Consegna
Ricopia fedelmente dal brano qui sotto tutto ciò che va da "Ho iniziato a" fino a "è davvero epica).".

Brano estratto
Ho iniziato a leggere Lamento di Portnoy (sono a metà a dire il vero) e penso di aver capito che cosa non mi va di questo libro: il lamento! No, Roth scrive da Dio e non c'è nulla da obiettare, ma le lunghe lamentazioni dopo un po' diventano noiose. In fondo è il rischio di una terapia a senso unico (si sente solo la voce del paziente qui, il dottore non parla mai).
Però mi divertono molto le descrizioni di quel che combinano la madre e il padre, due figure abbastanza assurde, e infatti quando ci sono i dialoghi con questi o con altri il libro all'improvviso torna a essere uno spasso (ma pure tutto il capitolo intitolato Seghe, è uno spasso. E la stitichezza del padre è davvero epica).
Sono giorni di corsa, succede sempre, soprattutto quando arriva un libro lungo e devi lasciare per un attimo il resto e poi il resto arriva, insomma, il mio lavoro è un po' così.
Volevo scrivere delle cose sulla scrittura e sulla lettura, sul loro potere terapeutico, sulla mia difficoltà, quando lavoro tanto, di sentirmi serena per la lontananza da mia figlia, come se di colpo potesse succedere qualcosa e tutto il tempo che avrei potuto e non ho trascorso con lei fosse stato assurdamente sprecato. So che non è così, ma so anche che succede quando hai il cuore pieno d'amore.
Volevo ma invece non mi dilungo, sono un po' triste oggi (tranquilli, non mi è successo nulla, tutte cose lontane da me che però... però.) Quindi penso che mi butterò su queste ultime ore di lavoro di questa settimana, e poi cercherò di vivere con più intensità e felicità possibile il fine settimana, respirarlo fino in fondo, come forse si dovrebbe fare sempre.

(Voci del dataset)
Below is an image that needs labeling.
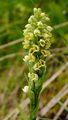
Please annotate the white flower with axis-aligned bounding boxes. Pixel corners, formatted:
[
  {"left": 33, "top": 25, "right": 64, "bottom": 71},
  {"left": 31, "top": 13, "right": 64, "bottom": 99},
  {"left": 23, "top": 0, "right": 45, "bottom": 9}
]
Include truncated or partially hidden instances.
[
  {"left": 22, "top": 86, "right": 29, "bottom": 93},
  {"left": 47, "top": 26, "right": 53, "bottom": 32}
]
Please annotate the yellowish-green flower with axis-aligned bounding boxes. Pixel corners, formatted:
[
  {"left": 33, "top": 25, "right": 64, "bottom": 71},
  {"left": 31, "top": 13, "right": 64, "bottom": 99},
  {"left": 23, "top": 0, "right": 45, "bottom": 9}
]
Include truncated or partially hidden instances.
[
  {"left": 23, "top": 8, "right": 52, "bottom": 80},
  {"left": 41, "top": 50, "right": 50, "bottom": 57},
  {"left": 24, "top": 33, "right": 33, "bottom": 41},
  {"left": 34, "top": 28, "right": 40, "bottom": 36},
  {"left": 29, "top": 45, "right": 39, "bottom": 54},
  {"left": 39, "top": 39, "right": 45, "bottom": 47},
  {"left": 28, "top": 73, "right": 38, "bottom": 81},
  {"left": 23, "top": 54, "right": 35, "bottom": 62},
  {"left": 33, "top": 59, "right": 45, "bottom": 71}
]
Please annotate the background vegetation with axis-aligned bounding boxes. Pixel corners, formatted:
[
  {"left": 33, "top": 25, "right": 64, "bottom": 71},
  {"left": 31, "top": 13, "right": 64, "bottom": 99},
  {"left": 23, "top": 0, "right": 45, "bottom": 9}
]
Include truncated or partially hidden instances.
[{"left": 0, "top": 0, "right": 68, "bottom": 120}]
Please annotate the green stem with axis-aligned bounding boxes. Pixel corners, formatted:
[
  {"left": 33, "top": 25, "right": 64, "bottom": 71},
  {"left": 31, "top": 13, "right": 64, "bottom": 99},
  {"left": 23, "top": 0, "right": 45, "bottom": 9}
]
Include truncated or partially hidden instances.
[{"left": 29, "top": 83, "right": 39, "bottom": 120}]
* * *
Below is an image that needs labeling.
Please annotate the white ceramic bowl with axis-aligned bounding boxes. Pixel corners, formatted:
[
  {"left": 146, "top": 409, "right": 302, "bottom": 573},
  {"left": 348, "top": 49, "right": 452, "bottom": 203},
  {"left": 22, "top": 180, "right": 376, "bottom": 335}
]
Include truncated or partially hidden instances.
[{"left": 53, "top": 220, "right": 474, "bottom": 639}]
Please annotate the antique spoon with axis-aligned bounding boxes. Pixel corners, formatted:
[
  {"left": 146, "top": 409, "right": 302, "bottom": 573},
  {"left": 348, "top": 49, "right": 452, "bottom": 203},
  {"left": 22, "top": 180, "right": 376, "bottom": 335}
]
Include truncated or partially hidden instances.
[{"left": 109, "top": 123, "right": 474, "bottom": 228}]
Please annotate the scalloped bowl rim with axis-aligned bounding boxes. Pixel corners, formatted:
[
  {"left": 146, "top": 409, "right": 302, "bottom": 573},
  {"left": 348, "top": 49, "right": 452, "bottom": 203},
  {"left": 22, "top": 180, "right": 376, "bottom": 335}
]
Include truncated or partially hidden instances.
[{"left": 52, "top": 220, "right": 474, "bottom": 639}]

Risultato dell'esercizio
Ho iniziato a leggere Lamento di Portnoy (sono a metà a dire il vero) e penso di aver capito che cosa non mi va di questo libro: il lamento! No, Roth scrive da Dio e non c'è nulla da obiettare, ma le lunghe lamentazioni dopo un po' diventano noiose. In fondo è il rischio di una terapia a senso unico (si sente solo la voce del paziente qui, il dottore non parla mai).
Però mi divertono molto le descrizioni di quel che combinano la madre e il padre, due figure abbastanza assurde, e infatti quando ci sono i dialoghi con questi o con altri il libro all'improvviso torna a essere uno spasso (ma pure tutto il capitolo intitolato Seghe, è uno spasso. E la stitichezza del padre è davvero epica).